Task to complete: Leaving out all pictures, transcribe the lines below exactly, from the first through the line containing "of the rocky".

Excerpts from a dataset
════════

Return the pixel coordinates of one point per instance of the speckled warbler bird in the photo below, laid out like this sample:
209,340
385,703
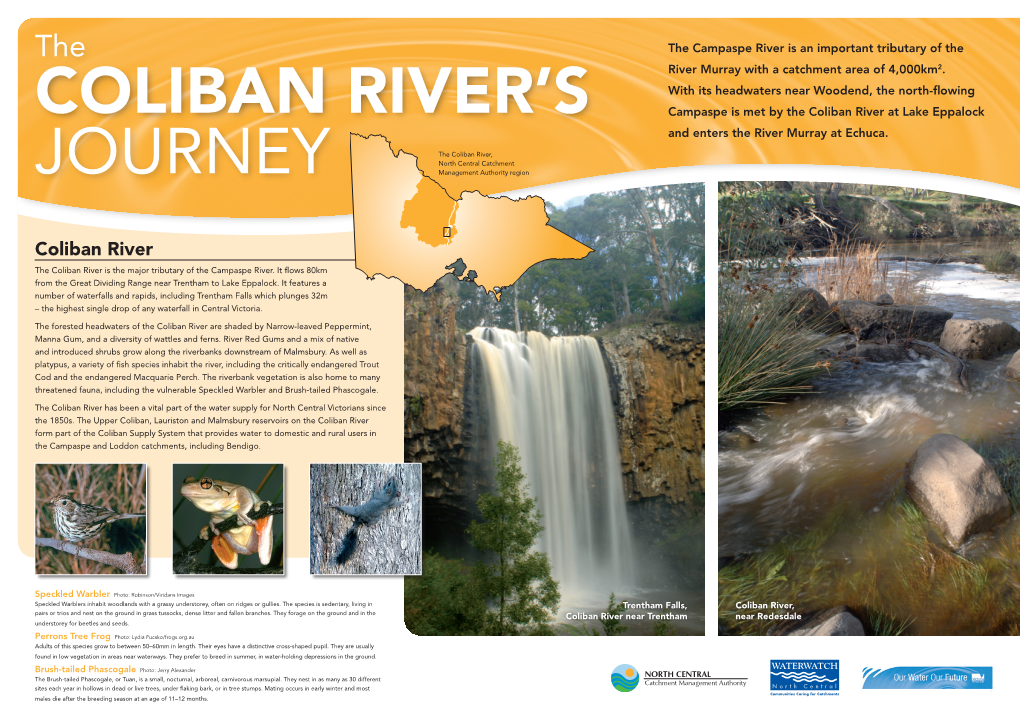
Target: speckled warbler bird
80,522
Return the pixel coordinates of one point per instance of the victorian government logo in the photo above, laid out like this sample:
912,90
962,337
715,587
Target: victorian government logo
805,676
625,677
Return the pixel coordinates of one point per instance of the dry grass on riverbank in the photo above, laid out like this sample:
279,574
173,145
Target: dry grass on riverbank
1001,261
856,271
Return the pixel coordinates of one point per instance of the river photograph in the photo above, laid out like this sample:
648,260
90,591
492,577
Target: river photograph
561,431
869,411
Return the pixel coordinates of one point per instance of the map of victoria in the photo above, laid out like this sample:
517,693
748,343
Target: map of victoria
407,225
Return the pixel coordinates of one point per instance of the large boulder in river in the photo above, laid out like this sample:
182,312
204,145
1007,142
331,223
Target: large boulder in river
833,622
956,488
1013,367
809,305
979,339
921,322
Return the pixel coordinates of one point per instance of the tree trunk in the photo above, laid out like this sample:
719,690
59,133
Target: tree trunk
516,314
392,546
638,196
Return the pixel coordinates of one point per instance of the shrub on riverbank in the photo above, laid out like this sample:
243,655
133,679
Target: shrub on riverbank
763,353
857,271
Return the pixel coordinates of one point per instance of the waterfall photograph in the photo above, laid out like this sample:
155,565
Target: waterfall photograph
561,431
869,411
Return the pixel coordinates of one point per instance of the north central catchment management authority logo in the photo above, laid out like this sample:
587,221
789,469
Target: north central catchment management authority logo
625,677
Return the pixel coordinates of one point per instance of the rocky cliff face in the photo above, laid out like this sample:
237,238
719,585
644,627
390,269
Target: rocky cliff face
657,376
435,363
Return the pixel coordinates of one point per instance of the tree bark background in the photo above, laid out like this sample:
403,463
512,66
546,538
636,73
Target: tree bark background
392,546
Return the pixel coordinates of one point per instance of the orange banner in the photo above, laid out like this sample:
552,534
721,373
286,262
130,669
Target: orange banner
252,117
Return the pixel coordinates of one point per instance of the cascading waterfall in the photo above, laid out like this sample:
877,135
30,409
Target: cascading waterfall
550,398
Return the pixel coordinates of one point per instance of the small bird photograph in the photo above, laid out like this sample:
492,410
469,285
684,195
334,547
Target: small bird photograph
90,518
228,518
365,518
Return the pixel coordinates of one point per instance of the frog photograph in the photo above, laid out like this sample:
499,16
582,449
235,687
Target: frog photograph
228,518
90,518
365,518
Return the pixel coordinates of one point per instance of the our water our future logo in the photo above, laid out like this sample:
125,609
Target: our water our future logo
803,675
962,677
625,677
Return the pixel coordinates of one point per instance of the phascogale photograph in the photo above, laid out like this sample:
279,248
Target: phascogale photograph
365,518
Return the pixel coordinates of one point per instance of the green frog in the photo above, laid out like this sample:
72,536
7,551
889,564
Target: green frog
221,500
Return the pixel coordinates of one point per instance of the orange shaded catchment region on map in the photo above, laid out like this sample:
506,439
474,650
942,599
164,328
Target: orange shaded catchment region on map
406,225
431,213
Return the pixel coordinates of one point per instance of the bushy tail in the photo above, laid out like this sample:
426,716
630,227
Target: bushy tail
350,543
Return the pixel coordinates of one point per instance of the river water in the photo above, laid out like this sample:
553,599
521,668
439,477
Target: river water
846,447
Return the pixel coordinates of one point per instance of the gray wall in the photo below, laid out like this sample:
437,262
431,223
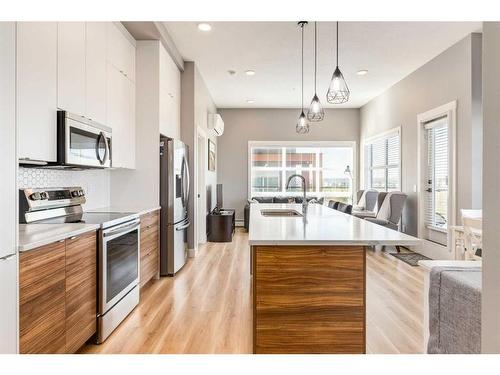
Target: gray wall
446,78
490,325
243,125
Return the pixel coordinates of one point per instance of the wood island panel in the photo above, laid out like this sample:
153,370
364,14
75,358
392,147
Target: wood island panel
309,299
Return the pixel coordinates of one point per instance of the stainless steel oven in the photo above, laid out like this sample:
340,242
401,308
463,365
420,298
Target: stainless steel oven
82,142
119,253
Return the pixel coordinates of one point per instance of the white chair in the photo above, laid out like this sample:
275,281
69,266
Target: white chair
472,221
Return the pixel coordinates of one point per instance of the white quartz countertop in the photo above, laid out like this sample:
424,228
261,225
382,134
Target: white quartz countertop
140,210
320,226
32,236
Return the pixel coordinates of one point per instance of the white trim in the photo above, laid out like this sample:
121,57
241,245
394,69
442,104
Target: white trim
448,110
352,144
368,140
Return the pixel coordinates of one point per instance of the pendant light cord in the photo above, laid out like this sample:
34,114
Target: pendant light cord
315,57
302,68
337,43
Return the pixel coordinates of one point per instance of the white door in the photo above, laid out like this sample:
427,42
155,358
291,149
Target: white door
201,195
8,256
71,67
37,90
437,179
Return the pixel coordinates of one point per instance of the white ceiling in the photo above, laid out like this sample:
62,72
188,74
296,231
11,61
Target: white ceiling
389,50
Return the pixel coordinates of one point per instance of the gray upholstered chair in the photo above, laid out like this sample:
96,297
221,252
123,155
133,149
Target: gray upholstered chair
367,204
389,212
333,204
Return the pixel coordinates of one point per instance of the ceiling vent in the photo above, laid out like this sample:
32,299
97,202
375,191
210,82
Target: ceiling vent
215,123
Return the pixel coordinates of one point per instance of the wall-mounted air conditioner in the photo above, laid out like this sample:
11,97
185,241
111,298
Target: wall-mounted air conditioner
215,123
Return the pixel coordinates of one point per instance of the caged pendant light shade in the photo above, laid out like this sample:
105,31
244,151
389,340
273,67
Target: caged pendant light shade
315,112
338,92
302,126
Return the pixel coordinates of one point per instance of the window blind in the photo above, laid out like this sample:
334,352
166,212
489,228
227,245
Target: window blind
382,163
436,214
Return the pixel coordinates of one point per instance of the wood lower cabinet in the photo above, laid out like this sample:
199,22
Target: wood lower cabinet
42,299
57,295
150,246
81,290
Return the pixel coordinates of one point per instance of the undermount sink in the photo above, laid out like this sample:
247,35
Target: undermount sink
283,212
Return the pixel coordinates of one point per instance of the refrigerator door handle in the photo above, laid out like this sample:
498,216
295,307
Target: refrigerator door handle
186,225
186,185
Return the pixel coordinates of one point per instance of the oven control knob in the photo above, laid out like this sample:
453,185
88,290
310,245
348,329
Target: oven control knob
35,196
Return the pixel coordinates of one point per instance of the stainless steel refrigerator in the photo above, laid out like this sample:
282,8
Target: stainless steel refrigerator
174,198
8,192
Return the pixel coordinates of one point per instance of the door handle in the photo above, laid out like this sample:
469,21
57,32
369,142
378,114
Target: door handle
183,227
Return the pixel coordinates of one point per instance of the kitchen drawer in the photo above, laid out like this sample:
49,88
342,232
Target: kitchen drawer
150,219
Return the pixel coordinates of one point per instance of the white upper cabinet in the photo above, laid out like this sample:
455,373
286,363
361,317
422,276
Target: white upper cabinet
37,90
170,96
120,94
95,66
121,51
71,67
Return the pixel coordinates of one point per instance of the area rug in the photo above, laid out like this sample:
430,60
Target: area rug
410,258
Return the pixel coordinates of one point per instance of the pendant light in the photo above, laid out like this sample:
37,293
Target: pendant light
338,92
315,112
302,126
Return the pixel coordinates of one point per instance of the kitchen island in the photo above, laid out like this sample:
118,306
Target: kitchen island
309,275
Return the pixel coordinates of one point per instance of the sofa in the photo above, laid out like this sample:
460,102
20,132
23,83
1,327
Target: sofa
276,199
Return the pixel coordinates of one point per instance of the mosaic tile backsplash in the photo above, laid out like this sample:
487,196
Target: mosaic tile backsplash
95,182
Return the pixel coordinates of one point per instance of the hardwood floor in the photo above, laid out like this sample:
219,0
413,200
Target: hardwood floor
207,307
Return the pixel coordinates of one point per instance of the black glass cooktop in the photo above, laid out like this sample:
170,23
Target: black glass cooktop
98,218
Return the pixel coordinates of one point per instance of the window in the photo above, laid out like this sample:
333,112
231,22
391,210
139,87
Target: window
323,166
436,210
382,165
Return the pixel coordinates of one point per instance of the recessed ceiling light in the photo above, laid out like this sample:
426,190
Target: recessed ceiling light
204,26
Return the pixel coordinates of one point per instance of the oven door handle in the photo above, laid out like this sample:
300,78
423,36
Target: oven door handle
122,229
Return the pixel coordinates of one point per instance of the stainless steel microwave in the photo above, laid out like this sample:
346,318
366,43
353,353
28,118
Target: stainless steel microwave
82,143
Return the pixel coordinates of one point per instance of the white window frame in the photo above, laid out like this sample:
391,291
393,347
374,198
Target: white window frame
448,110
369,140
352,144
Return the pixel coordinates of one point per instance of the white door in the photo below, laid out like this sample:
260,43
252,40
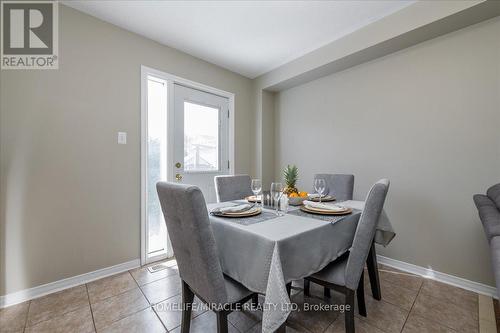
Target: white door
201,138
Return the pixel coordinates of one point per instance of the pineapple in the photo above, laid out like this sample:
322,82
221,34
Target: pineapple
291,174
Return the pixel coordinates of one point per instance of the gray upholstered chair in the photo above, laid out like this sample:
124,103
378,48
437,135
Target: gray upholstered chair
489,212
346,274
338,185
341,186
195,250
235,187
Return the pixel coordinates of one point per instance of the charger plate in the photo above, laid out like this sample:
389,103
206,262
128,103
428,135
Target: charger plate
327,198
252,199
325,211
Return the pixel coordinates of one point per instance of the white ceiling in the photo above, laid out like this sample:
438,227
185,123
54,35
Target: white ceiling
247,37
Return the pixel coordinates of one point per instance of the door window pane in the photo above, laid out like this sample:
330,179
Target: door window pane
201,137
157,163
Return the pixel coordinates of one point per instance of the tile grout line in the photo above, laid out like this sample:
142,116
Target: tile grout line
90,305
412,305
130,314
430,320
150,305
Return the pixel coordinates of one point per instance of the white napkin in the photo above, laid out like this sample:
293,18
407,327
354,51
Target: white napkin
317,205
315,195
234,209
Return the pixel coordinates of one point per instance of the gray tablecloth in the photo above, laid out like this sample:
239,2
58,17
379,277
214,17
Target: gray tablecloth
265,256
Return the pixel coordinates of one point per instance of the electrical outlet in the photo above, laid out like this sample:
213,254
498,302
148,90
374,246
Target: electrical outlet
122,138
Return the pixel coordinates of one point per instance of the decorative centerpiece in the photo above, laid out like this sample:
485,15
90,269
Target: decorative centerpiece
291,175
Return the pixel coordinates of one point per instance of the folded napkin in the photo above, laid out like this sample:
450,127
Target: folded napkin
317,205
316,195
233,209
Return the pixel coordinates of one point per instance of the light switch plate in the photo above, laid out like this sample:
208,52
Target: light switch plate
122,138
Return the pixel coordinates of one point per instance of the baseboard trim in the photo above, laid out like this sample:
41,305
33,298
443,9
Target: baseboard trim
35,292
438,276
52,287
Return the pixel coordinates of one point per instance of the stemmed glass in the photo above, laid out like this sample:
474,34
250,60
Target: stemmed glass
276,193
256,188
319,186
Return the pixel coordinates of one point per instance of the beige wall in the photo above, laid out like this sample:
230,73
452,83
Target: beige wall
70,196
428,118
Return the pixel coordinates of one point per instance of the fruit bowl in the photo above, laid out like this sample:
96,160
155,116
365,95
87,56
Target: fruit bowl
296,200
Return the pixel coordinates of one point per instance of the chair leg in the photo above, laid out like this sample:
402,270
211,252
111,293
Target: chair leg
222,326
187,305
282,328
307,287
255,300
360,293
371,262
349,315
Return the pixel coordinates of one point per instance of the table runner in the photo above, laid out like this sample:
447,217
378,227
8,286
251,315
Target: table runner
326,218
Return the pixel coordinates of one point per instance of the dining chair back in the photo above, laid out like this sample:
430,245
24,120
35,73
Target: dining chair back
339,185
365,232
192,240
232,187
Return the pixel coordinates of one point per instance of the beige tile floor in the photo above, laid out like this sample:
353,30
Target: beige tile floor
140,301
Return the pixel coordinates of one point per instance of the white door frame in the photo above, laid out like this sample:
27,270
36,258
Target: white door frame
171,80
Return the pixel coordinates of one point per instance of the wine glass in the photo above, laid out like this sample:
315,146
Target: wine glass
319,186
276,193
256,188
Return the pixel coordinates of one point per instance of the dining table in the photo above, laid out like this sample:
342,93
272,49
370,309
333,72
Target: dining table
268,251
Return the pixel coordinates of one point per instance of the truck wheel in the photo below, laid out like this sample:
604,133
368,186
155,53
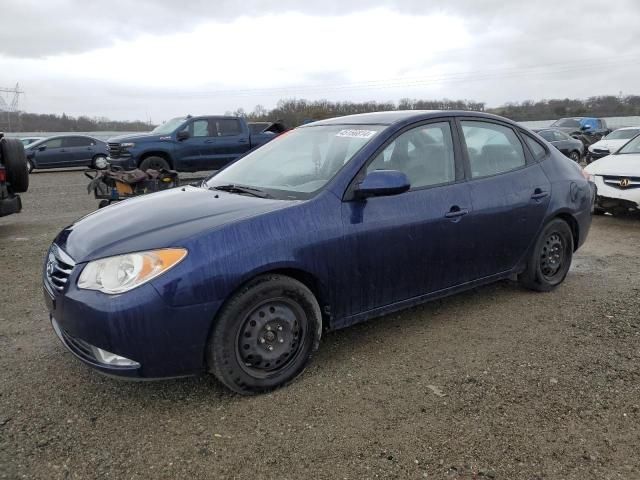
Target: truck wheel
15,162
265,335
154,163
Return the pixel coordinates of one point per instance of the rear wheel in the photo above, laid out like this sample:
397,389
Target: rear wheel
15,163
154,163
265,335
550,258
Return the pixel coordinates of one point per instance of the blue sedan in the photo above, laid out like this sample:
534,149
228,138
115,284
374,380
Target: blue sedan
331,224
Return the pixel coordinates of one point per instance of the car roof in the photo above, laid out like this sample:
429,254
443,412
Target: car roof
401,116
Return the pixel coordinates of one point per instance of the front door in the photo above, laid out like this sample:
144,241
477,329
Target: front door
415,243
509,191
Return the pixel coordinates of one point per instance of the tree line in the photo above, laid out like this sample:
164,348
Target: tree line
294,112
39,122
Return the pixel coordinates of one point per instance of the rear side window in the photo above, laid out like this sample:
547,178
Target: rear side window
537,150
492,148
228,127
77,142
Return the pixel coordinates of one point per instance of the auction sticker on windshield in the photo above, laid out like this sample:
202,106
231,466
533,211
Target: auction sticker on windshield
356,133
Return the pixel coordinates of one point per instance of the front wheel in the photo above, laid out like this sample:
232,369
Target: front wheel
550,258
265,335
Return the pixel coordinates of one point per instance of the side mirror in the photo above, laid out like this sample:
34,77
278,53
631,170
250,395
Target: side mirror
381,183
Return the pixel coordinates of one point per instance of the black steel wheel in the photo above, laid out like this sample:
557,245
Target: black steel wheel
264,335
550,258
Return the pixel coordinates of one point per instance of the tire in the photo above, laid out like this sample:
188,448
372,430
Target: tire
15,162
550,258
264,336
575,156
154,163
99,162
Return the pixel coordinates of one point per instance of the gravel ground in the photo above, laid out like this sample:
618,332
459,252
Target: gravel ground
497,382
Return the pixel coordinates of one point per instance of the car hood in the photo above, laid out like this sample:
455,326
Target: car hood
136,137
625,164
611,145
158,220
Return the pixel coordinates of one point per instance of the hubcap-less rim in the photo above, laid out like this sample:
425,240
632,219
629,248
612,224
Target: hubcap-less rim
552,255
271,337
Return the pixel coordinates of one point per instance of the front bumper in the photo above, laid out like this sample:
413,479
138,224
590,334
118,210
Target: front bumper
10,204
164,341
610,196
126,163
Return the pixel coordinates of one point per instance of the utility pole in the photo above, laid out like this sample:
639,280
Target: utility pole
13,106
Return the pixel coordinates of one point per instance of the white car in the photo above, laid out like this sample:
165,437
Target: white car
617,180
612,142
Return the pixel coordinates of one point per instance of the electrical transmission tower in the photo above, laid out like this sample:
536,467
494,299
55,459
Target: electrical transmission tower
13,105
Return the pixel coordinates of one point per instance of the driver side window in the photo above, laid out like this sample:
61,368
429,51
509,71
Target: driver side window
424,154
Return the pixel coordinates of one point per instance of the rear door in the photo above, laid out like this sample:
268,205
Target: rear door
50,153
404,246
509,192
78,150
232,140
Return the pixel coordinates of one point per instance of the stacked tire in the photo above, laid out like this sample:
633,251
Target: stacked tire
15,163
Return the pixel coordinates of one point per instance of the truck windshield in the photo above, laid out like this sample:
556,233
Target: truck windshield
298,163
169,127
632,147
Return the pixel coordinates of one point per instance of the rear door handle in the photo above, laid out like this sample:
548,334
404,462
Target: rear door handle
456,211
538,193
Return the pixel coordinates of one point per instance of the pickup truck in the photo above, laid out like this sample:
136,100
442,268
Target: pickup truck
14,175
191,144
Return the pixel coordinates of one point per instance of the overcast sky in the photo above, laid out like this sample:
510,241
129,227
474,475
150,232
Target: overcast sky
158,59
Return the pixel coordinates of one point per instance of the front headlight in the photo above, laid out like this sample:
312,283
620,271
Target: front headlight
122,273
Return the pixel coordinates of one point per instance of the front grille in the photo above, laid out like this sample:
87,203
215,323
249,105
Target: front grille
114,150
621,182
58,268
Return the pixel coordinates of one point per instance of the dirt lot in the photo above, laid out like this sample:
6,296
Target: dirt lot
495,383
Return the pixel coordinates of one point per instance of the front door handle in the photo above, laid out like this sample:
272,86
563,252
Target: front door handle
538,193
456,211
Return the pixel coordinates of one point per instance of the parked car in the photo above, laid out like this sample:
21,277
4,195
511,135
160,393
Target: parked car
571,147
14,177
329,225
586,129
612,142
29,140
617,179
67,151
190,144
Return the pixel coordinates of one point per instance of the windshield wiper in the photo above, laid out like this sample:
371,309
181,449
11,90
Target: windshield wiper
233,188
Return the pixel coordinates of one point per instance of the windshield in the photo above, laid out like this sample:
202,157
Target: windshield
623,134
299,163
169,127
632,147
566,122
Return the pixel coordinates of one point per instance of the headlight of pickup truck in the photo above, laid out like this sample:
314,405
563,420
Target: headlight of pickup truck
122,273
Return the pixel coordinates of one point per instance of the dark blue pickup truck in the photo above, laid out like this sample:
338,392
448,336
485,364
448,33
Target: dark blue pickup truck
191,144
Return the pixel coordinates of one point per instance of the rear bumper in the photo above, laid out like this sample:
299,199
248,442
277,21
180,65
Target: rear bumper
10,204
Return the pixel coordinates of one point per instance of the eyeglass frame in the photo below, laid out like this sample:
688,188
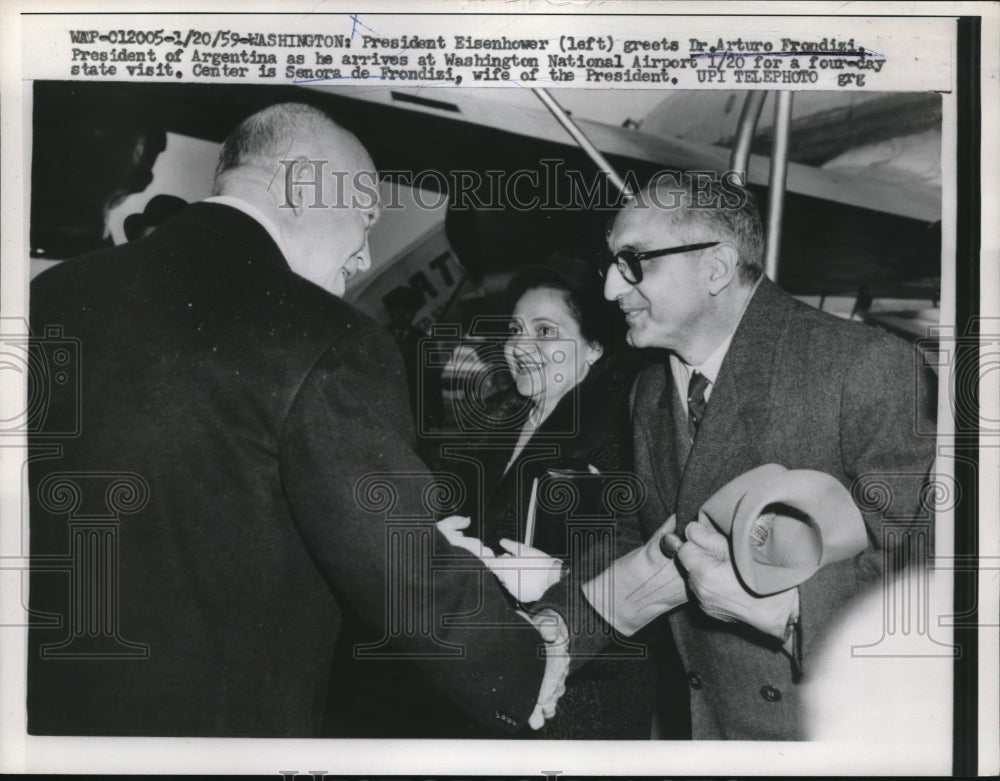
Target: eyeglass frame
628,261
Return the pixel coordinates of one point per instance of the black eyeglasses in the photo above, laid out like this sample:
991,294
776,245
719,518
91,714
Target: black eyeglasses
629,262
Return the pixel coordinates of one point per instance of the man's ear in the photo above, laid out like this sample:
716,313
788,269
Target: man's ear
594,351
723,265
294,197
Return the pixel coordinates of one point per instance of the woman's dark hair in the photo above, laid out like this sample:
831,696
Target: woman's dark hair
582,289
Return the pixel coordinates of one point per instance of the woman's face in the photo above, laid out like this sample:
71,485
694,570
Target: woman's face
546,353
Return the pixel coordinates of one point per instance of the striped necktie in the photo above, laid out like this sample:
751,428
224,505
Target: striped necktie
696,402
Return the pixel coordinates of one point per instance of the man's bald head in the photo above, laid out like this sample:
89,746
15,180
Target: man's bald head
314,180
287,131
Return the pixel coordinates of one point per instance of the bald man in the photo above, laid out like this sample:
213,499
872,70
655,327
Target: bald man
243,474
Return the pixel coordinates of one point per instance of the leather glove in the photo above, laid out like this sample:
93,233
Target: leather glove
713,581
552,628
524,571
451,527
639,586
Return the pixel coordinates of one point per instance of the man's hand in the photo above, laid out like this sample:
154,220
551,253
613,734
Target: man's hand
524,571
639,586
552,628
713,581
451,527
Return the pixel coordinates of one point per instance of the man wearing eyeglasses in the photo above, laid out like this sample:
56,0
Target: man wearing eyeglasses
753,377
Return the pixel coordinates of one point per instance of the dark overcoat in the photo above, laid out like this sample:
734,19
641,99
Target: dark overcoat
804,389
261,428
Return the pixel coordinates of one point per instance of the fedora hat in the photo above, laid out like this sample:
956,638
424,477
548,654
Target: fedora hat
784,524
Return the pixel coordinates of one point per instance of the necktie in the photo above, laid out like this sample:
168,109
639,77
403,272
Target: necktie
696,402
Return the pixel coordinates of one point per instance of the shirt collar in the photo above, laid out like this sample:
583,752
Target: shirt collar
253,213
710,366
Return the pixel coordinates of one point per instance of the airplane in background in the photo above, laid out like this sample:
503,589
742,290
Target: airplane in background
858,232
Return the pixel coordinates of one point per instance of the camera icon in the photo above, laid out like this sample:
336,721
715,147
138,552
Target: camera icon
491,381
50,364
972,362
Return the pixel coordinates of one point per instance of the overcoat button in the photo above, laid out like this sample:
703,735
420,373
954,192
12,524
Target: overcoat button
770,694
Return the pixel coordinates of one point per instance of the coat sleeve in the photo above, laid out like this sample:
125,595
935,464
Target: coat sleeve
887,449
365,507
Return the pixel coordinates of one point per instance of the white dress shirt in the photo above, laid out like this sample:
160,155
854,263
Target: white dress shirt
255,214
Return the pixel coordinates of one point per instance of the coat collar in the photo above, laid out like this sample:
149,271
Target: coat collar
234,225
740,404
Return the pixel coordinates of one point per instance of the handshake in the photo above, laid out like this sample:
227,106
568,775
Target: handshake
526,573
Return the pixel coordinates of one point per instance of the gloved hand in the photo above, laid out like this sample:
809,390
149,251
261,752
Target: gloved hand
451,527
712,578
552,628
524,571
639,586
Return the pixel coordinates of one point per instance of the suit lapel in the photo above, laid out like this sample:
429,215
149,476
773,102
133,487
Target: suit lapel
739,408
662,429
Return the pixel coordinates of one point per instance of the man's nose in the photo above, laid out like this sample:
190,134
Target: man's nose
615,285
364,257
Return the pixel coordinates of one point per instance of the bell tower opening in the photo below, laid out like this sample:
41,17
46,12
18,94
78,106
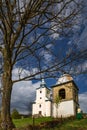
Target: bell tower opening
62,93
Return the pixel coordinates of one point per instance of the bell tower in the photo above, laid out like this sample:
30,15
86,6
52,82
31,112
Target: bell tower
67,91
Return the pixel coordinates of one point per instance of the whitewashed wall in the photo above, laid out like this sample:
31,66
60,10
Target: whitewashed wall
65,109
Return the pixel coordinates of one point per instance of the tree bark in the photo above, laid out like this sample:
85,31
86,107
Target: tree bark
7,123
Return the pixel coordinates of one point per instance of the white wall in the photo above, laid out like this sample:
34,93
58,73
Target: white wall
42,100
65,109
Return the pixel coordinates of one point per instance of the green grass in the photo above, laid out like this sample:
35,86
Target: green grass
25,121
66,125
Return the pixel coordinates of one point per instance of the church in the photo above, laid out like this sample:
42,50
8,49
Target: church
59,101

════════

Exercise output:
Return the pixel coordinates of one point per instance of the speckled warbler bird in the photo below, laid out like this sample:
209,340
385,703
Target: speckled warbler bird
80,522
Return the pixel coordinates of one point per instance of the victorian government logo in the photo above, laid out like this sample:
912,90
962,337
715,587
Target: victorian government logo
805,676
625,677
Return the pixel coordinates of one point per instance of the dry grass on riverbank in the photo above, laid out like this sample:
279,574
173,145
Target: dry grass on riverbank
1001,261
856,271
Return the pixel coordinates of one point per instance of the river photograph in the photo above, laid out like this sample:
648,260
90,591
492,577
Target: river photograph
561,431
869,411
Return the pixel coordinates of one point per instance of the map of victoria in the photo above, laid out like this sample:
517,693
748,343
Target: map of victoria
407,225
Return the pixel coordinates of one point per instance of the large boulder in river in the photo above, laid out like this sample:
182,312
204,145
1007,142
331,223
Target: large boulder in river
833,622
956,488
1013,367
809,305
979,339
921,322
Return the pixel coordinates of one point per instance of the tree trunk in the photo above, laid out like this sample:
719,690
59,133
Target: tree trunk
516,314
392,546
638,196
Return the pixel coordinates of one point per instance of the shrub on riverbank in the photo above, laid out like this sample:
243,655
133,679
Target: shrub on riverbank
763,353
857,271
Return the pixel coordinates of one point per instance of the waterfall photograph in the photo above, laid out like this sample:
155,565
Target: waterfall photograph
561,431
869,411
Return the pixel coordinates of one point per instance of the north central catchment management authority logo in the photo above, laid out like this sample:
587,221
789,469
Target: north central catchment management authority logo
625,677
Return the pixel coordinates of one point per instance of the rocky cliff face in the photo above, laid out like this sample:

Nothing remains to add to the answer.